▶ EXERCISE DESCRIPTION
Output every entry below exactly as it is written.

▶ DATA TO PROCESS
== Segment start ==
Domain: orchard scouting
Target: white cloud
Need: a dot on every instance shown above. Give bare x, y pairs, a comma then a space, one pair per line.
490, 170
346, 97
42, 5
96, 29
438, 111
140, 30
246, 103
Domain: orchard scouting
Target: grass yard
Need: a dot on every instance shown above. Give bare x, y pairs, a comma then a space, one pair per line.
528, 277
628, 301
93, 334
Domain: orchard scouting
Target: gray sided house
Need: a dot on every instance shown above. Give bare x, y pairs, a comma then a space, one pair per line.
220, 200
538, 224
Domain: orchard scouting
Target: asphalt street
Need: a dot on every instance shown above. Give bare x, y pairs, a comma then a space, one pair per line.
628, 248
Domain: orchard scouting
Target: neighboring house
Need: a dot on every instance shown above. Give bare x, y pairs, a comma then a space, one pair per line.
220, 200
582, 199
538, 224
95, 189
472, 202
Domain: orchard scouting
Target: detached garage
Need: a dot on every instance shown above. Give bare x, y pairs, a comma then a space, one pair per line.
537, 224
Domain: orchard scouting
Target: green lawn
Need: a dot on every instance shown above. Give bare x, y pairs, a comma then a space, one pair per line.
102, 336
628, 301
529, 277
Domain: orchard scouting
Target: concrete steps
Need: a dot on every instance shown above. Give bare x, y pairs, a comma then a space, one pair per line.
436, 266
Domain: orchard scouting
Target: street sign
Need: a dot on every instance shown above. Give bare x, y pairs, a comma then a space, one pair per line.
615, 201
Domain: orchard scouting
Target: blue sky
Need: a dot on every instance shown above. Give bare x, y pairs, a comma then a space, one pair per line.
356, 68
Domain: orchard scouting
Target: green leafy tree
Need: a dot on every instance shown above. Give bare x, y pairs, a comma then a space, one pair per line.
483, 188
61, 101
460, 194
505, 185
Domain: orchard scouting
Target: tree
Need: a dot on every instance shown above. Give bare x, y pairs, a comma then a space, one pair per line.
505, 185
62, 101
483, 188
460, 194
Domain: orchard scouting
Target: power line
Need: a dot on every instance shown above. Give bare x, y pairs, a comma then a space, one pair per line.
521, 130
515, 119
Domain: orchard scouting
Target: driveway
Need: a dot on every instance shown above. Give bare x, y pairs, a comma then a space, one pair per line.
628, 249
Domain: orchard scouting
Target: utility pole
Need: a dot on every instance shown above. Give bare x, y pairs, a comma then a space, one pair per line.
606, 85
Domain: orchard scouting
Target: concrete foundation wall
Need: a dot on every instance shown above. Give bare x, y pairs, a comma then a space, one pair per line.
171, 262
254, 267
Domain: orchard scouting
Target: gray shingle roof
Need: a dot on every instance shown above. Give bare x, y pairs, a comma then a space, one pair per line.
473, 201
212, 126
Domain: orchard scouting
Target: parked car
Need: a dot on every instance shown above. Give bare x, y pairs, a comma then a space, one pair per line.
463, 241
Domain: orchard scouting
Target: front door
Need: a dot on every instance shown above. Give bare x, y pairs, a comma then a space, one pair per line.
== Segment end ==
▶ SOLUTION FOR THIS TASK
Domain: orchard scouting
Target: white cloud
Need: a dot on every instance shown above. Give bare x, y pairs, a comma then a space, one pair per line.
490, 170
346, 97
42, 5
96, 29
438, 111
140, 30
246, 103
Domain: orchard scouting
Target: grass yard
Need: a dot on every instance shown above. Give bare x, y pairs, a comma then a space, one pair per line.
528, 277
628, 301
93, 334
Domain: orchard scouting
Target: gray sided house
Need: a dot on every instance shown above. Give bare x, y pairs, a comma then a space, one pair per line.
220, 200
538, 224
Domain: orchard scouting
Target: asphalt street
Need: a dot on every instance shown above. Give bare x, y pairs, a comma then a space, one pair per line.
628, 248
Domain: orchard scouting
Target: neighboring house
Need: a dot on every instance shown above. Give bare x, y pairs, a comma then a space, one pair per line.
220, 200
582, 199
538, 224
95, 189
472, 202
Domain: orchard scouting
Target: detached garage
Need: a dot on every instance shown above. Give bare x, y pairs, a comma then a space, one pair per line.
537, 224
Domain: orchard scouting
Target: green lawn
Need: a dot on every instance shown above. Give bare x, y pairs, a comma then a space, one pair per line.
102, 336
628, 301
529, 277
Domain: orchard scouting
Target: concrete steps
Need: a dot on every instance shown above. Give bare x, y pairs, a comma then a space, one pair per line.
436, 266
Domain: orchard scouting
Target: street sign
Need: a dot on every instance shown above. Give bare x, y pairs, a comma then a space, one pair per line.
615, 201
Domain: orchard scouting
Target: blue sky
Need: a dot on every instance shown above. Give bare x, y pairs, a comma then a space, one pair per line.
356, 68
Domain: orchard scouting
Target: green leafy tree
Need: a dot on every instance shown above. Give bare x, y pairs, a comma then a space, one pair per line.
483, 188
61, 101
460, 194
505, 185
Domain: orchard scouting
Target: tree
Need: a dot on every instance shown above. Give bare x, y pairs, a comma then a space, one pair per line.
505, 185
62, 101
483, 188
460, 194
Domain: orchard scouting
Target: power line
Need: a dot on every instance shown above. Give bare x, y pairs, a comma then a space, one pair per line.
521, 130
515, 119
Domain: orchard scouting
Target: driveway
Need: a dot on every instance shown above. Give bare x, y pairs, a comma then a space, one pair per line.
628, 249
Domain: orchard scouting
Target: utility pole
Need: a dot on every instance shown above. Give bare x, y pairs, a comma then a space, one pair per line.
606, 85
Domain: orchard scouting
Target: concrete foundation wall
Need: a dot on every instance shown above. Give bare x, y pairs, a comma then a space, one pair per line.
171, 262
254, 267
Domain: orchard scouting
Target: gray shingle roof
Need: a dot on every instance shown above. Give bare x, y pairs, a comma then a space, one pair per line.
473, 201
212, 126
Domain: orchard scouting
Target: parked car
Need: a dot on every instance shown above. Give bare x, y pairs, a comma then a space, one pair per line.
463, 241
Domain: orchard scouting
Target: front door
Need: a dot on every instance shown above. Give bare x, y pairs, a comma then a space, one pair per line.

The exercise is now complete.